(Segmentation mask data)
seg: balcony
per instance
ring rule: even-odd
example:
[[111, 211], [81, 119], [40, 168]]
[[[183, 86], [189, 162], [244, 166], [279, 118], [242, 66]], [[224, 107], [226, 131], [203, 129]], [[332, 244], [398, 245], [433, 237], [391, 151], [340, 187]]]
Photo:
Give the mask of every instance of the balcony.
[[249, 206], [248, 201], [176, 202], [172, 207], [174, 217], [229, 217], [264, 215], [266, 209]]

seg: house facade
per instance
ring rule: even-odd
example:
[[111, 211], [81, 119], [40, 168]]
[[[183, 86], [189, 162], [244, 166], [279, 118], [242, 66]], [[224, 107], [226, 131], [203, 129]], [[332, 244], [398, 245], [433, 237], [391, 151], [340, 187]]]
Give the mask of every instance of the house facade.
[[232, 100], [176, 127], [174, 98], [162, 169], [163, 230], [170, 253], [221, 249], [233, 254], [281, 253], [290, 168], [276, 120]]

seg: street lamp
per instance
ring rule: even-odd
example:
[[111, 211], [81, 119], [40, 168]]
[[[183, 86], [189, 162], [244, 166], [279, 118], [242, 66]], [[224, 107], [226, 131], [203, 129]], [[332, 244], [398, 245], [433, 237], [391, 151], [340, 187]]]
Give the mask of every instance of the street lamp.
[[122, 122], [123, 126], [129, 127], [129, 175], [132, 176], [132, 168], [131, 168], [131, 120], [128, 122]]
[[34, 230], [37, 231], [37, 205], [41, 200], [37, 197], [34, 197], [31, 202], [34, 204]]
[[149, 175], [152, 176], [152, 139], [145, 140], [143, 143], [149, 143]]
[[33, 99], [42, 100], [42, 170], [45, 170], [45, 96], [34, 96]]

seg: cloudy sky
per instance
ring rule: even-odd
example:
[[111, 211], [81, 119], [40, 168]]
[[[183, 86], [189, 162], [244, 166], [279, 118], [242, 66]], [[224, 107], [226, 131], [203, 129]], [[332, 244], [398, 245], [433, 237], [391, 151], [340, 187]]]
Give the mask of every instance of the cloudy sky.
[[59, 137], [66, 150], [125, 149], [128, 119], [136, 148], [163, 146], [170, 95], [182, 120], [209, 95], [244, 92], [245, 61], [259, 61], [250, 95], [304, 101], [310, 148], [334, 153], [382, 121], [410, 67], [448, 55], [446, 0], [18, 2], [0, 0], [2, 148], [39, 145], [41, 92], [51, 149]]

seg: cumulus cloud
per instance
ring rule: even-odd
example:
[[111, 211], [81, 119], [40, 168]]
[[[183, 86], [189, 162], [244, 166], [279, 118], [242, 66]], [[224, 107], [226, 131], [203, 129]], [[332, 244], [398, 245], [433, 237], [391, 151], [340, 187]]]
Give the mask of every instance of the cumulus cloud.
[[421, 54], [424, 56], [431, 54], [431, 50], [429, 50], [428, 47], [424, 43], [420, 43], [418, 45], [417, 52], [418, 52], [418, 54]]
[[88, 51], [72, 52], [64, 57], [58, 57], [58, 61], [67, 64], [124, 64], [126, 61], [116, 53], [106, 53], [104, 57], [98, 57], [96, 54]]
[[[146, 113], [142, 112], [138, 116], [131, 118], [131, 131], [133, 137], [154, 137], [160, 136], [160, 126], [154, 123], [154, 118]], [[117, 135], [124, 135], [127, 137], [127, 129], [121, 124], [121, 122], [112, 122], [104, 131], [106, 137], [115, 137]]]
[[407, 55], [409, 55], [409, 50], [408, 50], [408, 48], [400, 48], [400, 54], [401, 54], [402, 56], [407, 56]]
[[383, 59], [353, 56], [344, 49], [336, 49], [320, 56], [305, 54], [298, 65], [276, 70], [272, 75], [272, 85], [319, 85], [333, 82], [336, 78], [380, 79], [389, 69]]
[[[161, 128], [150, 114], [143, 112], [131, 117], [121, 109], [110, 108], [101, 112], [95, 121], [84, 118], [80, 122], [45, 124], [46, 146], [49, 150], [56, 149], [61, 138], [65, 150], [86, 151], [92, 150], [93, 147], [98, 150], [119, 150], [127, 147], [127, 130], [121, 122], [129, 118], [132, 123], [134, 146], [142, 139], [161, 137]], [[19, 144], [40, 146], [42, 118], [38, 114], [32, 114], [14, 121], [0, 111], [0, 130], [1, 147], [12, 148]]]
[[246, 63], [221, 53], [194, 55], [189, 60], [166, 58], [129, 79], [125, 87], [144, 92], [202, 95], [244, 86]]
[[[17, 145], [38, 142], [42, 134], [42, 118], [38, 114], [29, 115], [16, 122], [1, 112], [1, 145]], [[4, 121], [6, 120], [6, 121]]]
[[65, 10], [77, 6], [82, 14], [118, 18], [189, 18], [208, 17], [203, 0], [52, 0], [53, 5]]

**Work instructions**
Transcribe all of the lines in the records precisely.

**Task result**
seg: balcony
per instance
ring rule: even-odd
example:
[[111, 211], [81, 119], [40, 168]]
[[[183, 86], [189, 162], [244, 166], [279, 118], [242, 66]], [[224, 107], [226, 131], [203, 129]], [[332, 244], [398, 245], [433, 237], [391, 151], [340, 187]]]
Photo:
Give the mask of every instance of the balcony.
[[249, 206], [248, 201], [176, 202], [172, 207], [174, 217], [229, 217], [264, 215], [266, 209]]

seg: house facade
per instance
ring rule: even-odd
example:
[[111, 211], [81, 119], [40, 168]]
[[[183, 86], [189, 162], [244, 166], [279, 118], [242, 66]], [[224, 107], [226, 131], [203, 129]], [[332, 244], [398, 245], [433, 237], [391, 151], [340, 187]]]
Give the mask of every instance of the house facade.
[[232, 100], [176, 127], [174, 98], [162, 169], [163, 230], [170, 253], [221, 249], [233, 254], [281, 253], [290, 168], [276, 120]]

seg: street lamp
per instance
ring rule: even-odd
example:
[[111, 211], [81, 119], [40, 168]]
[[[183, 86], [189, 162], [244, 166], [279, 118], [242, 66]], [[224, 107], [226, 131], [203, 129]], [[332, 244], [398, 245], [433, 237], [391, 151], [340, 187]]]
Give the mask of every instance of the street lamp.
[[122, 122], [123, 126], [129, 127], [129, 175], [132, 176], [132, 168], [131, 168], [131, 120], [128, 122]]
[[34, 230], [37, 231], [37, 205], [41, 200], [37, 197], [34, 197], [31, 202], [34, 204]]
[[149, 175], [152, 176], [152, 139], [145, 140], [143, 143], [149, 143]]
[[33, 99], [42, 100], [42, 170], [45, 170], [45, 96], [34, 96]]

seg: cloudy sky
per instance
ring rule: even-odd
example:
[[111, 211], [81, 119], [40, 168]]
[[[183, 86], [189, 162], [244, 166], [279, 118], [242, 66]], [[224, 107], [226, 131], [203, 129]], [[332, 244], [398, 245], [433, 237], [391, 151], [340, 187]]]
Give the mask of every instance of the cloudy sky.
[[59, 137], [66, 150], [125, 149], [128, 119], [136, 148], [163, 146], [170, 95], [182, 120], [209, 95], [244, 92], [245, 61], [259, 61], [250, 95], [304, 101], [310, 148], [334, 153], [382, 121], [410, 67], [448, 55], [446, 0], [18, 2], [0, 0], [2, 148], [39, 145], [41, 92], [51, 149]]

seg: cumulus cloud
per instance
ring rule: even-odd
example:
[[111, 211], [81, 119], [40, 168]]
[[[183, 86], [189, 162], [244, 166], [279, 118], [242, 66]], [[224, 107], [226, 131], [203, 129]], [[332, 244], [398, 245], [433, 237], [391, 151], [340, 187]]]
Give the mask of every instance of the cumulus cloud.
[[421, 54], [424, 56], [431, 54], [431, 50], [429, 50], [428, 47], [424, 43], [420, 43], [418, 45], [417, 52], [418, 52], [418, 54]]
[[88, 51], [72, 52], [64, 57], [58, 57], [58, 61], [67, 64], [124, 64], [126, 61], [116, 53], [106, 53], [104, 57], [98, 57], [96, 54]]
[[[146, 113], [142, 112], [138, 116], [131, 118], [131, 131], [133, 137], [154, 137], [160, 136], [160, 126], [154, 123], [154, 118]], [[117, 135], [124, 135], [127, 137], [127, 129], [121, 124], [121, 122], [112, 122], [104, 131], [106, 137], [115, 137]]]
[[407, 55], [409, 55], [409, 50], [408, 50], [408, 48], [400, 48], [400, 54], [401, 54], [402, 56], [407, 56]]
[[383, 59], [353, 56], [344, 49], [336, 49], [320, 56], [305, 54], [298, 65], [276, 70], [272, 75], [272, 85], [319, 85], [333, 82], [336, 78], [380, 79], [389, 69]]
[[[161, 128], [150, 114], [143, 112], [131, 117], [121, 109], [110, 108], [101, 112], [95, 121], [84, 118], [80, 122], [45, 124], [46, 146], [49, 150], [56, 149], [61, 138], [65, 150], [86, 151], [92, 150], [93, 147], [98, 150], [119, 150], [127, 147], [127, 130], [121, 122], [129, 118], [132, 123], [134, 146], [142, 139], [161, 137]], [[19, 144], [40, 146], [42, 118], [38, 114], [32, 114], [14, 121], [0, 111], [0, 130], [1, 147], [12, 148]]]
[[246, 63], [221, 53], [194, 55], [189, 60], [166, 58], [129, 79], [125, 87], [144, 92], [202, 95], [244, 86]]
[[[17, 145], [38, 142], [42, 134], [42, 118], [38, 114], [29, 115], [16, 122], [1, 112], [1, 145]], [[4, 121], [6, 120], [6, 121]]]
[[65, 10], [77, 6], [82, 14], [118, 18], [189, 18], [208, 17], [203, 0], [52, 0], [53, 5]]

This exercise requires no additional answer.